> **Tasks to carry out**
(a) Using the Frontline Plus thread, decide whether each statement agrees with it: (i) the first poster says one large dog tube holds enough to treat 133 lbs of cats; (ii) the first poster's baby cat has already moved on to the big cat treatment; (iii) the reply says canine Frontline Plus is safe for cats. Answer yes or no for each, and quote the words from the thread that decide it.
(b) According to the Frontline Plus thread, why does the reply call the first poster's advice terrible? Answer in one to three sentences.
(c) From the Frontline Plus thread, copy word for word the part starting with "You are giving" and going on through "licensed veterinary technician.".

(Beginning of Excerpt to read)

# frontline plus....



## strollingbones

be aware you can use frontline plus labeled for dogs...on cats.....you can break up a large dog tube ....it is enough to treat 133 lbs of cats....or basically .4 ml...per 9 lb cat.  DO NOT USE THE CAT TUBES ON A SMALL DOG  so for 15 bucks you can treat your cats for fleas all summer....you can buy volume tubes on ebay that are designed for multi animal househoulds.

anything that helps....this means a 12 buck tube instead of 60 dollars worth of individual tubes....for me to treat my cats...the baby is still on revolution and will be till the vet okays her going to the big cat stuff


----------



## BasicGreatGuy

strollingbones said:


> be aware you can use frontline plus labeled for dogs...on cats.....you can break up a large dog tube ....it is enough to treat 133 lbs of cats....or basically .4 ml...per 9 lb cat.  DO NOT USE THE CAT TUBES ON A SMALL DOG  so for 15 bucks you can treat your cats for fleas all summer....you can buy volume tubes on ebay that are designed for multi animal househoulds.
> 
> anything that helps....this means a 12 buck tube instead of 60 dollars worth of individual tubes....for me to treat my cats...the baby is still on revolution and will be till the vet okays her going to the big cat stuff



You are giving people terrible advice. You are not supposed to give canine Frontline Plus to cats. It is dangerous for cats.  A cat can die from it.  Given your ill-advised comments here, I take you are not a veterinarian or licensed veterinary technician.

(End of Excerpt to read)
(Beginning of Data listing)

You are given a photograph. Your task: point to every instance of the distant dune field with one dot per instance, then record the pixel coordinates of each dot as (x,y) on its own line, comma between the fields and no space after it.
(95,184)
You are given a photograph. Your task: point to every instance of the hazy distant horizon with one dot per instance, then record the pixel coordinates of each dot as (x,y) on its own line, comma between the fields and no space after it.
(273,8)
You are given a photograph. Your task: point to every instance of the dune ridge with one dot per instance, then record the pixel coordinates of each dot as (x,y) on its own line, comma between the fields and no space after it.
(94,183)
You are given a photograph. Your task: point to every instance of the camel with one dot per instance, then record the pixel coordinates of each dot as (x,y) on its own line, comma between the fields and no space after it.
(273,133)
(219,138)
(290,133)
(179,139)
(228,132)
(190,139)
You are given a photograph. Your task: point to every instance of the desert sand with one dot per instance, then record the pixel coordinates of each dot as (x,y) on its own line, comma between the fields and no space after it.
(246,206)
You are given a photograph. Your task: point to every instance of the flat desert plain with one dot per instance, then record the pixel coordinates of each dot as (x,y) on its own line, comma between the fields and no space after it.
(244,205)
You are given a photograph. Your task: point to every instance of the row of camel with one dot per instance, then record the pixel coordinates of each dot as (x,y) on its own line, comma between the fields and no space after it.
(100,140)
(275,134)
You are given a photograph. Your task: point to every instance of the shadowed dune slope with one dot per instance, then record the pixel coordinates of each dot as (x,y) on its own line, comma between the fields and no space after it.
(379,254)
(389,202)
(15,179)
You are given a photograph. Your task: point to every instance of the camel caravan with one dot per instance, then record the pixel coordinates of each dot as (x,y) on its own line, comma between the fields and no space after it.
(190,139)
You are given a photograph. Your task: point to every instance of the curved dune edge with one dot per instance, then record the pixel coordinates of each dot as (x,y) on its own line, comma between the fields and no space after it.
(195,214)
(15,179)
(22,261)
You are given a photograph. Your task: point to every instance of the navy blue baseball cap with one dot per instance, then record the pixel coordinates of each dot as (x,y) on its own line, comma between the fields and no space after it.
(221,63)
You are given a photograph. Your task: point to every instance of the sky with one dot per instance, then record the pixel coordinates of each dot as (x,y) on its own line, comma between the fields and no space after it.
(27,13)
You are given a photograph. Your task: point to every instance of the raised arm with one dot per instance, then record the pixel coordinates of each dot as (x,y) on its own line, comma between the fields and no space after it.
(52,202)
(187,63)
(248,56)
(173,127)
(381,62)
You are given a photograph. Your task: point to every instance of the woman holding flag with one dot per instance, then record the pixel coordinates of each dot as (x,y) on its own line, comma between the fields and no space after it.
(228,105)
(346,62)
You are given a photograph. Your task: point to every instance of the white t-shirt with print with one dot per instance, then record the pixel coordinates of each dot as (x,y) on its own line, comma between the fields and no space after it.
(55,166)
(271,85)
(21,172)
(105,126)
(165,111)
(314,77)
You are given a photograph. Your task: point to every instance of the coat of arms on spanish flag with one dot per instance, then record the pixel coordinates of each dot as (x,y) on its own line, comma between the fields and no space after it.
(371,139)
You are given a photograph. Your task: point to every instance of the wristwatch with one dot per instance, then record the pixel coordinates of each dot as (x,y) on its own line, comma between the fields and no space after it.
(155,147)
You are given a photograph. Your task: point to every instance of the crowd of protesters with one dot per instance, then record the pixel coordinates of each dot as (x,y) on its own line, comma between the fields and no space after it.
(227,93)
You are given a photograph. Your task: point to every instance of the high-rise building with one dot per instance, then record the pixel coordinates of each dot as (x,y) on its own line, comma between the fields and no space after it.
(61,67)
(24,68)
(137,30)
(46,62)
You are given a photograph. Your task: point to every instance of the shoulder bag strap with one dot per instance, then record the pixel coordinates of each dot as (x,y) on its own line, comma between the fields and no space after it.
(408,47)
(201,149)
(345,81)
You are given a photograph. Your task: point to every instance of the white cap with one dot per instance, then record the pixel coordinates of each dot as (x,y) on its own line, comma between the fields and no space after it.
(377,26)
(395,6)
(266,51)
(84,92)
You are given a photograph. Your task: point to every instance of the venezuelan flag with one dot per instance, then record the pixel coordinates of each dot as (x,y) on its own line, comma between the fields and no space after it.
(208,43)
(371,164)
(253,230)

(End of Data listing)

> **Per-task answers**
(a)
(i) Yes: "it is enough to treat 133 lbs of cats"
(ii) No: "the baby is still on revolution and will be till the vet okays her going to the big cat stuff"
(iii) No: "It is dangerous for cats."

(b) The reply says people are not supposed to give canine Frontline Plus to cats because it is dangerous for them. It adds that a cat can die from it.

(c)
You are giving people terrible advice. You are not supposed to give canine Frontline Plus to cats. It is dangerous for cats.  A cat can die from it.  Given your ill-advised comments here, I take you are not a veterinarian or licensed veterinary technician.